Written task ->
Extract every line below that contains the string "tricolor". Case counts.

Provided records ->

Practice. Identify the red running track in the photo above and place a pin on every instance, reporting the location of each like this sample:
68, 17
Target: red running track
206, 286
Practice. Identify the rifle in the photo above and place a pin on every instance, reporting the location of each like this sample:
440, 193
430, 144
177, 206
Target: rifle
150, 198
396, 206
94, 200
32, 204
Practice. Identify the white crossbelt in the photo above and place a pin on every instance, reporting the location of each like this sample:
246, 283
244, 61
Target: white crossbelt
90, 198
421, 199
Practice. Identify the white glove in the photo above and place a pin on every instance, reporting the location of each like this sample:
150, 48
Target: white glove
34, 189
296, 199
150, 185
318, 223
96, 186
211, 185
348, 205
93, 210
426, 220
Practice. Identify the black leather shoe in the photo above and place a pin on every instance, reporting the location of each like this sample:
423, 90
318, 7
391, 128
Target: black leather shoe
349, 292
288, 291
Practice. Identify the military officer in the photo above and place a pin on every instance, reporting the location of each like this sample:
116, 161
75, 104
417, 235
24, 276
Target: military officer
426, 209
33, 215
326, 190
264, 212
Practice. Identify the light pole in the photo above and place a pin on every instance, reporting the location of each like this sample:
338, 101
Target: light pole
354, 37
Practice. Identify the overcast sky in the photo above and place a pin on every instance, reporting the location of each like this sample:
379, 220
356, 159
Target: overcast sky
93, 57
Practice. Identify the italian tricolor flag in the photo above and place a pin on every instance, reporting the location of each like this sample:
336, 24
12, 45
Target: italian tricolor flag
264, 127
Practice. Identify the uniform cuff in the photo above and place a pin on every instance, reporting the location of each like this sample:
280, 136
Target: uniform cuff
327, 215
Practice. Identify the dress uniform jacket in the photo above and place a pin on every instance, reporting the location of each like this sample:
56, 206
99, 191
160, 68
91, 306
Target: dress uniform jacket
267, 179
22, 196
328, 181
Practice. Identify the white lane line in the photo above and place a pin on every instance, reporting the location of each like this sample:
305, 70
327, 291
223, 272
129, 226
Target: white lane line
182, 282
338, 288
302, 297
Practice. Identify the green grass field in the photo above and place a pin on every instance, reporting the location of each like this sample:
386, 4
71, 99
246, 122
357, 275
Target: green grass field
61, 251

...

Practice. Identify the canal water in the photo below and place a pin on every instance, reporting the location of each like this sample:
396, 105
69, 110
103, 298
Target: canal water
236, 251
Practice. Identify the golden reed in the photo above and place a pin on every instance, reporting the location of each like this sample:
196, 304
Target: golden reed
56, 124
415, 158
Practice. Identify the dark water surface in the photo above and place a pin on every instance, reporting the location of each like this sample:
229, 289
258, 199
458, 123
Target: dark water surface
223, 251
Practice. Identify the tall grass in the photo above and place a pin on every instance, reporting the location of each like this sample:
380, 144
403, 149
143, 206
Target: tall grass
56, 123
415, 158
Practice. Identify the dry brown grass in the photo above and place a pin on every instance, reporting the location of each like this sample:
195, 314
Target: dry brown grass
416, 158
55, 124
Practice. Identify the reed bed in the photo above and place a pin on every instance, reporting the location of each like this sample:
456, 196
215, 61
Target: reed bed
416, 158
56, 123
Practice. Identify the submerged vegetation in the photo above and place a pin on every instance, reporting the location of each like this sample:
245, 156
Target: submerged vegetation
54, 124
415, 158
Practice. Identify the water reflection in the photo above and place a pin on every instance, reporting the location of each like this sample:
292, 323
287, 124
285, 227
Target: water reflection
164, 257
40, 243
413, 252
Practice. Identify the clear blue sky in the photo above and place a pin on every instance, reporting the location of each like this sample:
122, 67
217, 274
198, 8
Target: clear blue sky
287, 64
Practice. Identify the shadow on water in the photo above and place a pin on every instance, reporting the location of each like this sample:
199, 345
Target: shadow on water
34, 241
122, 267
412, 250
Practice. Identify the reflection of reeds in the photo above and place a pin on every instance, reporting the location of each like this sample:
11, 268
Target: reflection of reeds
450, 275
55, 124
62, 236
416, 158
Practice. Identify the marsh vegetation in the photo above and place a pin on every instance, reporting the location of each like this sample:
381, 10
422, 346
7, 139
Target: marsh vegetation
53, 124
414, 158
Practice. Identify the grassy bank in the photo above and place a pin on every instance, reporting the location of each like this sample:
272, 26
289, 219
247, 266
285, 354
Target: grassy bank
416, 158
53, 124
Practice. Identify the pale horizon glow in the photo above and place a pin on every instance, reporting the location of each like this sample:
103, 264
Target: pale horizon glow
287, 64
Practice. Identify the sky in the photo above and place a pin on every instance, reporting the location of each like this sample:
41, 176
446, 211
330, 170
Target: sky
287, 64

Task solution ->
Practice. Identify the italian tricolor flag in the photo above and place a pin on every instance, reporting the location of each like this sample:
Target: italian tricolor flag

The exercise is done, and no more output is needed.